#### WHAT YOU ARE ASKED TO DO
Change every "Mark" in the records below to "Locate", keeping all other text the same. Leave the pictures out of your answer.

####################

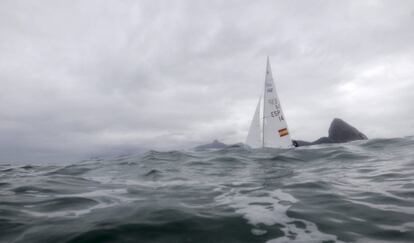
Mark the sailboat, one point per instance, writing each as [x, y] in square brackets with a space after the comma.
[269, 128]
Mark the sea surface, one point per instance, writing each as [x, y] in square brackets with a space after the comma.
[356, 192]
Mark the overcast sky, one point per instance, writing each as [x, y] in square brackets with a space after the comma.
[85, 77]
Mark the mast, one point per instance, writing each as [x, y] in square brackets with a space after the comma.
[275, 130]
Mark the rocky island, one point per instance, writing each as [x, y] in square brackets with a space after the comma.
[339, 132]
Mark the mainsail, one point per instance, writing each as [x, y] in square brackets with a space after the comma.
[254, 137]
[275, 133]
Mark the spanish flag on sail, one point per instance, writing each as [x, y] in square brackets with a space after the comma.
[283, 132]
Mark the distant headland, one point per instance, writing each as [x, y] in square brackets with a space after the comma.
[339, 132]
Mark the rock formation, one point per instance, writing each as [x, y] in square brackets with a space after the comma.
[339, 132]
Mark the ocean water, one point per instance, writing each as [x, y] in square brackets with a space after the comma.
[356, 192]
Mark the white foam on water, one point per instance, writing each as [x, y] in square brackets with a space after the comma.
[259, 206]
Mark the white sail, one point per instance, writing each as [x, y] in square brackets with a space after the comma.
[275, 130]
[254, 137]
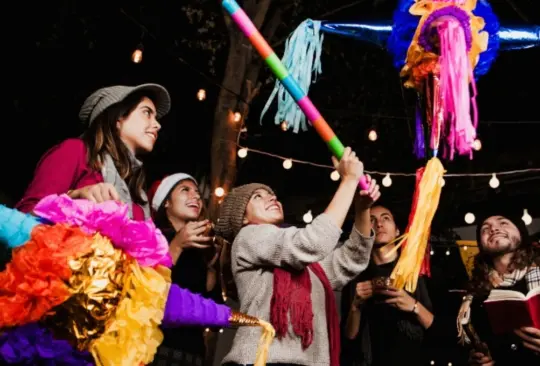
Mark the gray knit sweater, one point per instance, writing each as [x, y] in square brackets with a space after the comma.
[259, 248]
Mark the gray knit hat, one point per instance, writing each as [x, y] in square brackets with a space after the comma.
[103, 98]
[233, 210]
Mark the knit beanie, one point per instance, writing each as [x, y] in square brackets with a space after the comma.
[512, 215]
[233, 210]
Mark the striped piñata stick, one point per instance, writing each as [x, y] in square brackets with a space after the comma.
[272, 60]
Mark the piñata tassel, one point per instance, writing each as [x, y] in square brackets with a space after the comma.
[425, 203]
[455, 75]
[419, 143]
[302, 58]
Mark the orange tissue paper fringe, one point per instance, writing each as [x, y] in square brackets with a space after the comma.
[35, 281]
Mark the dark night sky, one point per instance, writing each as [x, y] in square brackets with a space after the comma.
[61, 52]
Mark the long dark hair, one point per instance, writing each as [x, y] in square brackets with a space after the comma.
[102, 138]
[525, 256]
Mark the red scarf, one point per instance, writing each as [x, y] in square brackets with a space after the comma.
[292, 294]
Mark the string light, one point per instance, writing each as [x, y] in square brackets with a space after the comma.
[396, 174]
[494, 182]
[136, 56]
[372, 135]
[201, 95]
[287, 164]
[387, 181]
[242, 153]
[308, 217]
[527, 219]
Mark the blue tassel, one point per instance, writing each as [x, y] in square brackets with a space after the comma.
[303, 60]
[15, 226]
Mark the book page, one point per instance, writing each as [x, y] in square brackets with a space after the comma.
[501, 294]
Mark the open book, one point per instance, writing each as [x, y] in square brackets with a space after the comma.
[508, 310]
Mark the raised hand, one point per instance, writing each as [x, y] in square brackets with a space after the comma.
[97, 193]
[366, 198]
[349, 167]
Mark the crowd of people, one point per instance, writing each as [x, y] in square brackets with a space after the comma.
[285, 275]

####################

#### OUTPUT FOR THIS EXERCISE
Locate the sailboat, one point per instance, writing each as [x, y] in square brackets with a space after the comma.
[269, 128]
Locate the sea surface, one point per instance, writing each as [x, y] in square brackets with a space after the comma.
[356, 192]
Locate the overcast sky, one point per instance, writing each as [x, y] in square brackets with a space after the comma.
[85, 77]
Locate the mast, one point per instance, writing each as [x, y] in square brackets with a space after the comma.
[275, 130]
Locate the rocky island, one point per instance, writing each as [x, y] in square brackets with a space after the comma.
[339, 132]
Locate the mainsail, one point per instance, writing each as [x, y] in square brackets with a space after the comma.
[254, 137]
[275, 133]
Locate the spanish flag on sail, one point per instance, writing each as [x, y] in square brackets with a space after the comma.
[283, 132]
Locate the distant headland, one point per instance, writing each as [x, y] in square brackets with a space after the comma.
[339, 132]
Locate the rock formation, one point per instance, writing each as [x, y] in square brackets with a space after the comma.
[339, 132]
Locate the ocean water, one point per instance, writing each as [x, y] in square brackets with a space after the comma.
[356, 192]
Locate the white foam on water, one point per instance, writing each as [x, y] in square brackets with a space after the comma.
[259, 206]
Locate the white sail, one point per instance, writing each as [x, y] in square brackets with a space after the comma.
[275, 130]
[254, 137]
Locate the gray knit sweater, one point per instance, writing each as [x, y] in square brackets with a space after the comma.
[259, 248]
Locate the gray knit hat, one point per instance, writing each as [x, y] in square brackets with a space after the comma.
[103, 98]
[233, 210]
Locate the knit beanie, one point per instance, writing each as [x, y] in square brackets with a space after the comma.
[512, 215]
[233, 210]
Locate the striped piñata stick, one point per instance, writing each as [x, y] in square brackets with a space after the comma.
[272, 60]
Locate the piñata tassel, one point per instance, writing each as [x, y] in square brackets with a space after the comma.
[425, 203]
[455, 75]
[419, 143]
[302, 58]
Locate the orange tissue paper fringe, one point per instance, writing each as [x, y] in square brackets with a space after the comma.
[35, 281]
Locate the dark night sky, one point per instance, writing each as [x, y] in square brackets with a space after the comma.
[61, 52]
Locate the long dark hair, one point per instance, writing each as [x, y] in square brackets with a space after the comma.
[102, 138]
[525, 256]
Locate the red scarf, one point per instance, writing each as [x, y] in square brackets with a space after the comma.
[292, 294]
Locate the string light, one point per instance, writing each as [x, y] in square brackets with a space after the comma.
[396, 174]
[494, 182]
[136, 56]
[372, 135]
[201, 95]
[287, 164]
[387, 181]
[242, 153]
[308, 217]
[527, 219]
Locate the blue tassel, one point per instance, writing each as [x, y] in square brackets with a space after the comma.
[303, 60]
[15, 226]
Locate the book page, one point per instance, writing each as [x, y] in square brackets with a space after the comma.
[501, 294]
Locate the open book, one point per instance, writing each as [x, y] in square brackets with a space after the comma.
[508, 310]
Locate the raised hand, one point per instance, writing each as [x, y] in square brackets with a space after the comma.
[97, 193]
[366, 198]
[349, 167]
Locate the crowd of people, one point per instance, writing each as [x, y] in square brackets with a space after the comma.
[285, 275]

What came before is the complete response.